= GIVEN EXERCISE =
Find the line containing "of the rocky". Retype it and every line after it through the end of the entries, exactly as written, with nothing added.

-.-.-

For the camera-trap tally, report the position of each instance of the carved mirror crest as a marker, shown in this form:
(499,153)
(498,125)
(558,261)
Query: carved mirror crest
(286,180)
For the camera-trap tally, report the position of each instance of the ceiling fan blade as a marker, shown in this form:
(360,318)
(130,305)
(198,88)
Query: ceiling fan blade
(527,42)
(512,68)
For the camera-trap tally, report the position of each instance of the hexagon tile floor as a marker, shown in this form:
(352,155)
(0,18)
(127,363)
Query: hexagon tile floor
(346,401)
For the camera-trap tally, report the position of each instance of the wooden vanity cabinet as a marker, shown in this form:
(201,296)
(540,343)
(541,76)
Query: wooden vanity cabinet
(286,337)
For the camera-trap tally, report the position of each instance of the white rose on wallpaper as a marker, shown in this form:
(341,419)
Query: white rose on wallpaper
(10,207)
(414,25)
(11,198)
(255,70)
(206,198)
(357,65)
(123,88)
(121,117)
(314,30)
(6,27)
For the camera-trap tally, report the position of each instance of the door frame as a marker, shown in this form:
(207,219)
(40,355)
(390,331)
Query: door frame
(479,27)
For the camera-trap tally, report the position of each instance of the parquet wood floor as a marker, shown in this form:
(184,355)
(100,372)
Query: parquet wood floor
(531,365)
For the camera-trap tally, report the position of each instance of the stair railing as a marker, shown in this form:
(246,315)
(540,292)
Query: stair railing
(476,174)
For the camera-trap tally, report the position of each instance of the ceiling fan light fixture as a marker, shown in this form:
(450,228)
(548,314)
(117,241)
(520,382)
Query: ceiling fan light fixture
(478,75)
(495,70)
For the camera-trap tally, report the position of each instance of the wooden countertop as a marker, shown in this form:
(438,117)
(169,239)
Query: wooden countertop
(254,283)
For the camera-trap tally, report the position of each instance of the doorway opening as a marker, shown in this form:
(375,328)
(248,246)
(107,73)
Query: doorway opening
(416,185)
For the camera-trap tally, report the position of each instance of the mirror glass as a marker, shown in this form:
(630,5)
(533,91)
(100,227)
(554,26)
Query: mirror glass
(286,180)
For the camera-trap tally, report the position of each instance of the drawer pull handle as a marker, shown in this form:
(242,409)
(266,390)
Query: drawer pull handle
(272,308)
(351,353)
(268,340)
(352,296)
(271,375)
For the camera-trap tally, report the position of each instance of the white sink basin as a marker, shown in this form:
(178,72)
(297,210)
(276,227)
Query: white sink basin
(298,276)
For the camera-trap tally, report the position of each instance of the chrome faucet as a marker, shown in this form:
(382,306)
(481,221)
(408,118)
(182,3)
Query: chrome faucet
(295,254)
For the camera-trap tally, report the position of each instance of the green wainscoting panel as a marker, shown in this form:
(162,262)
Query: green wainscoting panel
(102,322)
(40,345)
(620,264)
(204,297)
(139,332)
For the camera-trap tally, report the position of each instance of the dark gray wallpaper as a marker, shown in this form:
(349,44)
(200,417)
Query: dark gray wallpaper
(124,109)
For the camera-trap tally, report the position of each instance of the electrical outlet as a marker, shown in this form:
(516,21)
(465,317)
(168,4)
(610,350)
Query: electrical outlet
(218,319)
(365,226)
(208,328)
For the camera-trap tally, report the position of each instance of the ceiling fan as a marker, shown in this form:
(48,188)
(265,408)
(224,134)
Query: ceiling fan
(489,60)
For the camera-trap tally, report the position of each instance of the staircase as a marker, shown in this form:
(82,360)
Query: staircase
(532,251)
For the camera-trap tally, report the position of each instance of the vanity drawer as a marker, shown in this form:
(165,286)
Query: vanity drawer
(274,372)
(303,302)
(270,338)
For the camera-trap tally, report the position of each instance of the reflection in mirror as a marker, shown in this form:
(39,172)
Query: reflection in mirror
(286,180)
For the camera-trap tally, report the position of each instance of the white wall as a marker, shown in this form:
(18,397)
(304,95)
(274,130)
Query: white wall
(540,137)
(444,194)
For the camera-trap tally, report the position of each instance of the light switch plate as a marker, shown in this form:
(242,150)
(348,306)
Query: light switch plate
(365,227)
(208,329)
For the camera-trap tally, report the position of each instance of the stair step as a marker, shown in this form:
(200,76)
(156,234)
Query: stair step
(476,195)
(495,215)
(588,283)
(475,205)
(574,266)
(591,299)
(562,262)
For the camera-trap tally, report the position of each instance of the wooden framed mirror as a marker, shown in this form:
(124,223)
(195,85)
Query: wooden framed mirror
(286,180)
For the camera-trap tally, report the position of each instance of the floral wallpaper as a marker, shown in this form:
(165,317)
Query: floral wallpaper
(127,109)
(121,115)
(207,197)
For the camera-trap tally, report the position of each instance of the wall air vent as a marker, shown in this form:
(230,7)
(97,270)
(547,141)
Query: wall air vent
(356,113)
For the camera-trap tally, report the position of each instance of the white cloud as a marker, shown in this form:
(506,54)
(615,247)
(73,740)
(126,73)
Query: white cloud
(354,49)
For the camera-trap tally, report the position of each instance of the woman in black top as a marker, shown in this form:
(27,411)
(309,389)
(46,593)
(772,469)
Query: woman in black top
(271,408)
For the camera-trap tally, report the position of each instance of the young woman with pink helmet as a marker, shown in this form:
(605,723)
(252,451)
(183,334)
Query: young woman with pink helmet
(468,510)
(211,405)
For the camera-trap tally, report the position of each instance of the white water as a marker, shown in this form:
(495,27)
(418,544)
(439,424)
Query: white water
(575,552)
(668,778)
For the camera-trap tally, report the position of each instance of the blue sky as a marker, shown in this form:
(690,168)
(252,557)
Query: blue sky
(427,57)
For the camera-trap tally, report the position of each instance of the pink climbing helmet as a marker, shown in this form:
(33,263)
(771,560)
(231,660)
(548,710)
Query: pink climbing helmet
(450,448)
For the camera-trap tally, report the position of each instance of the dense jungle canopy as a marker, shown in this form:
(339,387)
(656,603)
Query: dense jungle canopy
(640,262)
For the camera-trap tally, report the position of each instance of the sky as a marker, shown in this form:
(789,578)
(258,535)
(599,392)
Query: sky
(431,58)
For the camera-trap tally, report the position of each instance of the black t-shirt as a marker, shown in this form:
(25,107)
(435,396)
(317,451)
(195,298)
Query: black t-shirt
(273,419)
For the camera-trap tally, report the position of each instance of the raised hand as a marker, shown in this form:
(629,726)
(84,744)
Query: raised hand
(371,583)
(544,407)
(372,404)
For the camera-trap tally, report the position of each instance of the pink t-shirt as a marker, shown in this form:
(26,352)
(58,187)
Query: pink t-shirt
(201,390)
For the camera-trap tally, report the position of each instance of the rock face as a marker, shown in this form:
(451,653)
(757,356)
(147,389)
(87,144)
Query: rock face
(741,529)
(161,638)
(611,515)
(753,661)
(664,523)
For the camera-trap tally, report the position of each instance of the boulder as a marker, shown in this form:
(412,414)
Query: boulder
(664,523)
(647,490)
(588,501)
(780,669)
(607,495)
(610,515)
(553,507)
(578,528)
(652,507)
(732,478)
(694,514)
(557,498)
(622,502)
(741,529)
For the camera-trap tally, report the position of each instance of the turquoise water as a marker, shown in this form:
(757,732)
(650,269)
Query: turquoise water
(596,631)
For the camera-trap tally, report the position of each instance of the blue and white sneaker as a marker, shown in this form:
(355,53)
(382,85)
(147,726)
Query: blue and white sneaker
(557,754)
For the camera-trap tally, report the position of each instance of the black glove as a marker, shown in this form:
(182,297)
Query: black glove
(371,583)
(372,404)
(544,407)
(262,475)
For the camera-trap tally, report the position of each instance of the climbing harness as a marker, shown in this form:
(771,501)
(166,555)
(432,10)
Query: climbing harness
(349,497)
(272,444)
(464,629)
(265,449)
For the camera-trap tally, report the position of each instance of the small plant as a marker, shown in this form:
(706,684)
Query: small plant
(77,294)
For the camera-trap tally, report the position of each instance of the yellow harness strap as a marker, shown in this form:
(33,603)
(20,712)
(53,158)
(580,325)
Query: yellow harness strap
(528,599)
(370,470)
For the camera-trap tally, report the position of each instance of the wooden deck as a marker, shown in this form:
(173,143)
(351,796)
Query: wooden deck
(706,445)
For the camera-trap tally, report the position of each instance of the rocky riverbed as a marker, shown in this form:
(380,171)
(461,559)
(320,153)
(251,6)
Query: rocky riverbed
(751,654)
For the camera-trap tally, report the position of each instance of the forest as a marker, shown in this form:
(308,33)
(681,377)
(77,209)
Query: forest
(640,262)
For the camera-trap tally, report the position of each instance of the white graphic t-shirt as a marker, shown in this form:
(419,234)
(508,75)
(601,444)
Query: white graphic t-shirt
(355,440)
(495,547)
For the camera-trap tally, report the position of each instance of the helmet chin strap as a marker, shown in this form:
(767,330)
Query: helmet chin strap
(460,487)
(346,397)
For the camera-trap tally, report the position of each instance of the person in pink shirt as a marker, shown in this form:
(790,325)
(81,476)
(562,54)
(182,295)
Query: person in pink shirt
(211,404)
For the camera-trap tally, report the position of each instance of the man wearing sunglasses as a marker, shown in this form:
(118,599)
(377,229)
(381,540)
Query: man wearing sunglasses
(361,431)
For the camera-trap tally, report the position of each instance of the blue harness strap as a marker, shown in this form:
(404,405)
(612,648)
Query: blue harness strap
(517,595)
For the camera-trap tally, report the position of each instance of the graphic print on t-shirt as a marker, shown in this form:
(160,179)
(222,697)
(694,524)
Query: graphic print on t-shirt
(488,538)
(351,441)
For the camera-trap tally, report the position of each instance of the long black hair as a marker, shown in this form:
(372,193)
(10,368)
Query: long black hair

-.-.-

= ANSWER TO THIS PROBLEM =
For the camera-trap tally, report the position of each instance of the rocky riverbed as a marker, shown in this form:
(380,171)
(461,559)
(320,153)
(251,6)
Query: rocky riverbed
(751,654)
For the camera-trap tally, report the position of each instance of the forest as a marker, shown in this form:
(308,33)
(681,377)
(77,209)
Query: forest
(640,262)
For the camera-trap tally, report the position of each instance of the white graphic t-shirt as a marker, shown in this form:
(419,234)
(508,75)
(601,444)
Query: white graphic t-shirt
(355,440)
(495,547)
For the camera-trap tally, report the position of each instance of the helmet chin strap as a marker, shown in this form:
(767,330)
Query: helmet chin strap
(460,487)
(346,397)
For the camera-trap tally, report the position of each instance of the person in pink shirt as a marker, shown in this form:
(790,325)
(81,476)
(562,54)
(182,295)
Query: person in pink shirt
(211,404)
For the camera-trap tally, report the position of each instance of the man wearing sunglasses as a marker, shown in this form:
(118,599)
(377,229)
(381,540)
Query: man wearing sunglasses
(361,431)
For the camera-trap tally, report the position of each instance of the blue harness strap as a marker, shown in this form:
(404,405)
(612,648)
Query: blue harness strap
(517,595)
For the camera-trap tally, report the position of each instance of the graphic print on t-shirt as a marker, shown in this form:
(160,179)
(222,697)
(694,524)
Query: graphic print on t-shirt
(488,538)
(351,441)
For the camera-trap tally, report the position of each instance of the long black hair as a marker, shown in this form:
(372,193)
(10,368)
Query: long black hair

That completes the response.